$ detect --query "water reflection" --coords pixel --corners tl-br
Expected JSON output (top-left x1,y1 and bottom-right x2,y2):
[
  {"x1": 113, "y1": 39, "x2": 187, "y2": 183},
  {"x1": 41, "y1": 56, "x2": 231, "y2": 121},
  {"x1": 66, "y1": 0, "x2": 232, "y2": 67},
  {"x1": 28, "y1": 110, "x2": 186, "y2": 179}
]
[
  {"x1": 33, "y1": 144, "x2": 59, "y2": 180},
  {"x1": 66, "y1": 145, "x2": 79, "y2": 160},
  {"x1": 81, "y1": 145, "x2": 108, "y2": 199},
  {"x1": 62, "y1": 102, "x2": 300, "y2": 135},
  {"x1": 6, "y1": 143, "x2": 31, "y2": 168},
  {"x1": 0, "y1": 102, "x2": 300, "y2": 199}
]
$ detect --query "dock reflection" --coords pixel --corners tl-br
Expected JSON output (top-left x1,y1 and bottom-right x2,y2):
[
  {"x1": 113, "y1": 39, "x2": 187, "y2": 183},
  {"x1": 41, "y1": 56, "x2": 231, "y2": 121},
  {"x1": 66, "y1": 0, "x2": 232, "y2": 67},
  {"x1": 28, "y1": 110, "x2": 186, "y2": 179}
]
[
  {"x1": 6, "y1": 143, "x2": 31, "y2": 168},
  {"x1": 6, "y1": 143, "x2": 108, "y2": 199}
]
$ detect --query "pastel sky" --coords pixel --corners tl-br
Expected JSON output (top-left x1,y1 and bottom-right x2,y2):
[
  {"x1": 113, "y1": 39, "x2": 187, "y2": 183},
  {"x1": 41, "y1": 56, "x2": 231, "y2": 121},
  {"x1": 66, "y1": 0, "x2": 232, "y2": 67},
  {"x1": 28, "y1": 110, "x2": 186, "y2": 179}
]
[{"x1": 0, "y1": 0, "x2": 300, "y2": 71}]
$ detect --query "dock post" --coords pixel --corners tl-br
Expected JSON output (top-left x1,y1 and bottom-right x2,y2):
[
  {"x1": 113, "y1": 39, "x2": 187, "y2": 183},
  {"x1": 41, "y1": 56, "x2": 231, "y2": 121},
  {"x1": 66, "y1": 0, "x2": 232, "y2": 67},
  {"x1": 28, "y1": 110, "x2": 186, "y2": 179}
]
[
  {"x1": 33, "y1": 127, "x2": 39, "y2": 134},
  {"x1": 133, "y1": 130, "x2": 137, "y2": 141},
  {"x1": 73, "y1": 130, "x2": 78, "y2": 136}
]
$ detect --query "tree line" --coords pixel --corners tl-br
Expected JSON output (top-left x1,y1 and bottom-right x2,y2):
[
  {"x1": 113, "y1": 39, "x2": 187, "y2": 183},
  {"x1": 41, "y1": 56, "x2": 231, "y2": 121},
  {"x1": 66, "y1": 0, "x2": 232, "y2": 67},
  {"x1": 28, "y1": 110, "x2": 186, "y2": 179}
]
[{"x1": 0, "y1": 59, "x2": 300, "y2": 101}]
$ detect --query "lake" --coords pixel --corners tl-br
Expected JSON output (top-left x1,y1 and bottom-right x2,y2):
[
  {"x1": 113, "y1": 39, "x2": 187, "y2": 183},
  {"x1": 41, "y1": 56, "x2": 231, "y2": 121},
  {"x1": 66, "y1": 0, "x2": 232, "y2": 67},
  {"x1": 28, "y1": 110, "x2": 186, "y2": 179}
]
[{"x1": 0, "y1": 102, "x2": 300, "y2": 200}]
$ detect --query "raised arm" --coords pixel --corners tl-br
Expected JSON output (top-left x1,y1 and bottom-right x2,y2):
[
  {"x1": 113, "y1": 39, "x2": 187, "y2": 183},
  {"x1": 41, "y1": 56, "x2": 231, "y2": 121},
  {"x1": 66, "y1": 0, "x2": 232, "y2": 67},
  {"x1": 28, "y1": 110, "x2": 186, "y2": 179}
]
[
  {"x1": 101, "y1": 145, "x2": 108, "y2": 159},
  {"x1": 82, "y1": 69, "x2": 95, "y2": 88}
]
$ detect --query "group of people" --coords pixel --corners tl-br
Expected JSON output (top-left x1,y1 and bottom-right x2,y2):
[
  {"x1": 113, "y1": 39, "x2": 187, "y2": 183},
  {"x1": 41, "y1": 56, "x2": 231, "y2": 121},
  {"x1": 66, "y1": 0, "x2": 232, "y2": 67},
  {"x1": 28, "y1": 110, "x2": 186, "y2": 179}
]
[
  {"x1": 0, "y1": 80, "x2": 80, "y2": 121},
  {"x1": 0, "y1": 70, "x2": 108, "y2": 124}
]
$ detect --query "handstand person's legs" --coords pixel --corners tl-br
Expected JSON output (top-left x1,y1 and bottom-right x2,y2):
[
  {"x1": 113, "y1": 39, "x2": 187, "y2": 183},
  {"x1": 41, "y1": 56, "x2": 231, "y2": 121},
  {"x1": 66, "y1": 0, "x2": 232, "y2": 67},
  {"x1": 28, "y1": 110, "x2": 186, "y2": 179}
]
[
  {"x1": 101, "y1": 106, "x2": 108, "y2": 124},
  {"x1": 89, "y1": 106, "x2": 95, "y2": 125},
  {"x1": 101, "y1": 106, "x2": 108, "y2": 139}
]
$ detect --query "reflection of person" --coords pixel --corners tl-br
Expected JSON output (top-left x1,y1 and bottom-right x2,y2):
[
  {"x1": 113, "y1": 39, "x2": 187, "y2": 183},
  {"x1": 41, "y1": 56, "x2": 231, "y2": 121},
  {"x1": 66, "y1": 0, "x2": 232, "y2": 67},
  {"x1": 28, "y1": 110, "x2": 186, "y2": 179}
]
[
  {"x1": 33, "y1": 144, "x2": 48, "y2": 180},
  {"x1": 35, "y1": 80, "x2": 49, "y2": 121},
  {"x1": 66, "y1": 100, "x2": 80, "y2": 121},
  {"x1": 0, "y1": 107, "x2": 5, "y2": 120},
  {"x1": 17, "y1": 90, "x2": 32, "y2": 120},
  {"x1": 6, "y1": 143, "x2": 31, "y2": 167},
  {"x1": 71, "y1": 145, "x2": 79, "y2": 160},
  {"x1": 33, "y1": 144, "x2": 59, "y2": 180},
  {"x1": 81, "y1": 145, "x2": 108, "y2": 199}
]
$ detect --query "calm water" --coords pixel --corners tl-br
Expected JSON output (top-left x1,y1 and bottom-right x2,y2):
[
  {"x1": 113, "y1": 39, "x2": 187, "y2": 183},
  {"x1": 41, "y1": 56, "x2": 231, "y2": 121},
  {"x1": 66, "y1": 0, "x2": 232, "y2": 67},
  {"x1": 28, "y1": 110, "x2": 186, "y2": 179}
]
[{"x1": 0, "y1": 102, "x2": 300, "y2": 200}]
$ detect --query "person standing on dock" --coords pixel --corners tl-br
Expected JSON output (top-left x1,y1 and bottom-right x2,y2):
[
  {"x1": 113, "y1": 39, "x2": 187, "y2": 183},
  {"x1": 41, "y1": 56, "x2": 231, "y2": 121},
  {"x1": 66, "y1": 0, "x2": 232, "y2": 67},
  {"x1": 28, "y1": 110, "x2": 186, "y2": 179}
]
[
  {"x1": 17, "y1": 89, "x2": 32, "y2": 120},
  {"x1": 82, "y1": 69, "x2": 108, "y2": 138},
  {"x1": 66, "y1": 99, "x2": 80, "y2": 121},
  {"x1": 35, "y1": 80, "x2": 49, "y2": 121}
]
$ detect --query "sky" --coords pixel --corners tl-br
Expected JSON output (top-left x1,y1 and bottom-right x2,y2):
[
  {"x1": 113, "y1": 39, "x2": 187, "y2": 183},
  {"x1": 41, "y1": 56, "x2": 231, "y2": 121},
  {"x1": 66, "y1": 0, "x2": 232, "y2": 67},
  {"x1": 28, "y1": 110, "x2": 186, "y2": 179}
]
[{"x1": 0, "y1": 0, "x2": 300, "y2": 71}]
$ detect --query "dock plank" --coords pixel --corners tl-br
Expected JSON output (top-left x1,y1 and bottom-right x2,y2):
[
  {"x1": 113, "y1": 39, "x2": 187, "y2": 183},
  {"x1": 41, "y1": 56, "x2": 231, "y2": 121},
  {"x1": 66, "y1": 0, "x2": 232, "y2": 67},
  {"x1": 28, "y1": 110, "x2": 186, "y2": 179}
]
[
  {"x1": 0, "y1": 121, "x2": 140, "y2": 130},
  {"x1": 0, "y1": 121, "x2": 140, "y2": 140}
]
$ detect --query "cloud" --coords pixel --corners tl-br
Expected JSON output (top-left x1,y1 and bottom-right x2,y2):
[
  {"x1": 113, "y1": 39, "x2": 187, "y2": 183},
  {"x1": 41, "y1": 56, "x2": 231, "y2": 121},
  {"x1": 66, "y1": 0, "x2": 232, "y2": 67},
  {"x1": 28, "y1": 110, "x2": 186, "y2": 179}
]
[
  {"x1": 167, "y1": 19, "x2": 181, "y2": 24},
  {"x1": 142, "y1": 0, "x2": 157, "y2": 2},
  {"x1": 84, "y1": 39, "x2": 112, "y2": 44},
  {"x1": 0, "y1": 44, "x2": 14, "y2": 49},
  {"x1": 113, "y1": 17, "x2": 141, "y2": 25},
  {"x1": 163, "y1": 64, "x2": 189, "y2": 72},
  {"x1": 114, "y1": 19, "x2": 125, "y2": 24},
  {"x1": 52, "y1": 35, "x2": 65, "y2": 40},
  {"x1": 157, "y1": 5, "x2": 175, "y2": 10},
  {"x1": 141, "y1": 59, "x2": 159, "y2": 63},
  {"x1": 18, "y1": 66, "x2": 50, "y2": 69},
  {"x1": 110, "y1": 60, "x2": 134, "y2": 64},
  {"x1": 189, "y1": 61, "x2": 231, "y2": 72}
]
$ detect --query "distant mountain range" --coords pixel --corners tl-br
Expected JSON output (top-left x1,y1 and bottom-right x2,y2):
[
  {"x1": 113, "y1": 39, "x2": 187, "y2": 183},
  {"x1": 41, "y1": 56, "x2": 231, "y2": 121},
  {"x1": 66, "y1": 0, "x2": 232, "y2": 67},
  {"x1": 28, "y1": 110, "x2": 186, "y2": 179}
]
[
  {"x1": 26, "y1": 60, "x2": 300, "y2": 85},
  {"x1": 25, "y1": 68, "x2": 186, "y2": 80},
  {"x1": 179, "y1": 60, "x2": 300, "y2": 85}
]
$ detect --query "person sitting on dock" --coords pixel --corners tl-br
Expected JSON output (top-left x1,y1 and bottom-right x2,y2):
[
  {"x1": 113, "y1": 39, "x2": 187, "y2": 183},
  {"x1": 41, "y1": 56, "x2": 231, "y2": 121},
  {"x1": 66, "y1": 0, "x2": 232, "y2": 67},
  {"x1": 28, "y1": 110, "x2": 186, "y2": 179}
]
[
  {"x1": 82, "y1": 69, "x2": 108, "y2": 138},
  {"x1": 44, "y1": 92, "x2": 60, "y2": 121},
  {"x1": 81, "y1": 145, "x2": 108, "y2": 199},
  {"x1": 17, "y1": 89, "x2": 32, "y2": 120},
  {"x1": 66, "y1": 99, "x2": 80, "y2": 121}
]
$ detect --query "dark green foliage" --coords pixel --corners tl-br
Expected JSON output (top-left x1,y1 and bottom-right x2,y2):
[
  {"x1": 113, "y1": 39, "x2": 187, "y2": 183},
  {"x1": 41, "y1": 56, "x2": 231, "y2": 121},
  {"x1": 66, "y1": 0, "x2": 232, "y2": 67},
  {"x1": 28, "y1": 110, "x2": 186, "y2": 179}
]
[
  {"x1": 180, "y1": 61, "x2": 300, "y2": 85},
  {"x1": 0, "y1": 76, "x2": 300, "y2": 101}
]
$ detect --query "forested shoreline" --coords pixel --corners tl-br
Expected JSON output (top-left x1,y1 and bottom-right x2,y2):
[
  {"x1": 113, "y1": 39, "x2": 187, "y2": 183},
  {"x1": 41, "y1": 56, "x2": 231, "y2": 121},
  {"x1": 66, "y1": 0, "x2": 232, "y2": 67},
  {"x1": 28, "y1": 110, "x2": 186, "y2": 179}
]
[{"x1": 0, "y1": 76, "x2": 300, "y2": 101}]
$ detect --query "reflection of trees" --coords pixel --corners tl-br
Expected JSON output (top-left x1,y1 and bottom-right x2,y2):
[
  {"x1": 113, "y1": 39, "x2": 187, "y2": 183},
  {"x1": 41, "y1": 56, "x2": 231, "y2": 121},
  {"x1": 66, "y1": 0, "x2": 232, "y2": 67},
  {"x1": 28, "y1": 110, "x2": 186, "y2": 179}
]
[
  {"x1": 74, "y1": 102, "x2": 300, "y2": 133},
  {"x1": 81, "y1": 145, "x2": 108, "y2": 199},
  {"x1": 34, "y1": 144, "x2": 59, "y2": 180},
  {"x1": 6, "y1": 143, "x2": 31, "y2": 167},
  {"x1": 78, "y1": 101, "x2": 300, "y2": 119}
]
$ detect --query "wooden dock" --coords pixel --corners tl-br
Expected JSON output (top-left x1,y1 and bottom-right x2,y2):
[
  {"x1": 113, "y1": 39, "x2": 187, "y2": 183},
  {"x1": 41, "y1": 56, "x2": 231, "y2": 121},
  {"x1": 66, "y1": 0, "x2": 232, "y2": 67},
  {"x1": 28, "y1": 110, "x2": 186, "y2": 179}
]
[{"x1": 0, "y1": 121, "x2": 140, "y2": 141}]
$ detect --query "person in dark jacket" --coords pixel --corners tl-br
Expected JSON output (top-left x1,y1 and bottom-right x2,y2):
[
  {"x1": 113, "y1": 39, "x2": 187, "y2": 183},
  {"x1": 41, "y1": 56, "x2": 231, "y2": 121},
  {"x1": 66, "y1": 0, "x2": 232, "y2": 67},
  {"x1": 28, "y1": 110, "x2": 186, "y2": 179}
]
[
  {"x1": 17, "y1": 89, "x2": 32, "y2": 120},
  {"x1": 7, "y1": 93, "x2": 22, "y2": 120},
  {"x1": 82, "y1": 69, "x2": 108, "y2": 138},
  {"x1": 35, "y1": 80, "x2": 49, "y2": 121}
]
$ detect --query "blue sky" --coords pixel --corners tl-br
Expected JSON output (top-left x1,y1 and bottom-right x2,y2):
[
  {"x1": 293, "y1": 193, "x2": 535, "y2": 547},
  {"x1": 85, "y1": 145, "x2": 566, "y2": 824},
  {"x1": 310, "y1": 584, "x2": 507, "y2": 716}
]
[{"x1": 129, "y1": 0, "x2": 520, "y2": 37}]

PROBLEM TO SOLVE: Please count the lines of the material above that contain the string "dock" and give only that number.

RESULT OF THIS EXERCISE: 6